=== RECORDS FOR THIS EXERCISE ===
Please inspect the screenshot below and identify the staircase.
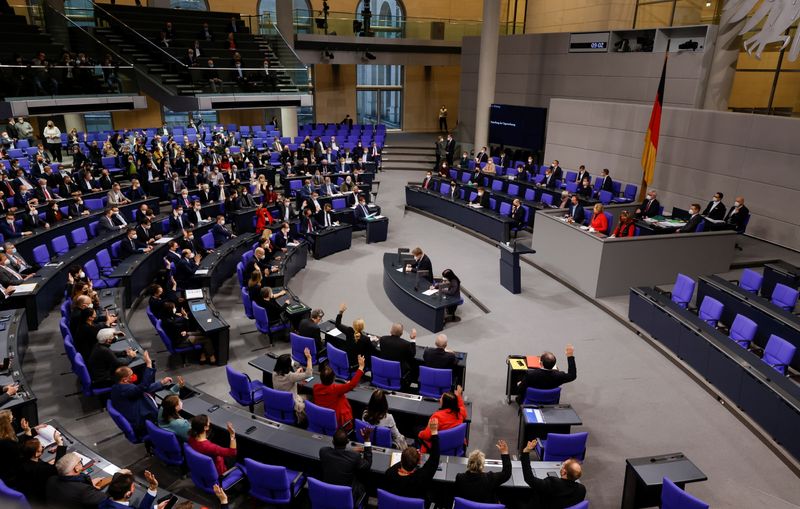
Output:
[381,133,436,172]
===
=== RECORDS FOR THIS EXERCISE ===
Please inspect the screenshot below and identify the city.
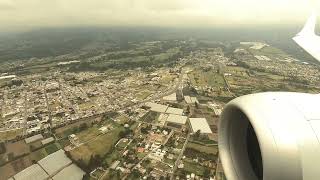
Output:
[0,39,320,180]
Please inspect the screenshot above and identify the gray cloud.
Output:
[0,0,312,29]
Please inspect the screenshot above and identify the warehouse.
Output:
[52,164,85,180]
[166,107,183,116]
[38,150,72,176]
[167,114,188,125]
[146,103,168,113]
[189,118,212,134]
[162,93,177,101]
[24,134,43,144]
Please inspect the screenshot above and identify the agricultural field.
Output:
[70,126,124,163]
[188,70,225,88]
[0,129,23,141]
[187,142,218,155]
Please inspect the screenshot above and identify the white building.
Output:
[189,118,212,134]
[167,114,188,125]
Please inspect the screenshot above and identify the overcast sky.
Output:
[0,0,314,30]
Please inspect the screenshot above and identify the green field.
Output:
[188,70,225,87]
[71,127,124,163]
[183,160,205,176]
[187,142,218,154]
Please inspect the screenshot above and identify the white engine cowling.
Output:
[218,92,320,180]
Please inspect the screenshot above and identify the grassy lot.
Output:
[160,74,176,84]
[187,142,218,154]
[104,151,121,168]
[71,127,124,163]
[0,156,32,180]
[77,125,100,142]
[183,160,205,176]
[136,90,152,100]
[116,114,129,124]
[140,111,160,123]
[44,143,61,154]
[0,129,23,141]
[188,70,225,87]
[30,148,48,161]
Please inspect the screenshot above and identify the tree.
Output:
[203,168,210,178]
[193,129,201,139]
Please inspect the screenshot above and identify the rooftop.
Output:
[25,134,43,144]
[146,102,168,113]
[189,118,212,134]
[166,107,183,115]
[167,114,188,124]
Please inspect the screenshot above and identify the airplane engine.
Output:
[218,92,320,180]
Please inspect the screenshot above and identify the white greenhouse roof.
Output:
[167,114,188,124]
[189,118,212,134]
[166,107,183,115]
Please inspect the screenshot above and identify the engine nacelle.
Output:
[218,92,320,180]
===
How many lines in the records contain the word "below"? Reply with the number alone.

2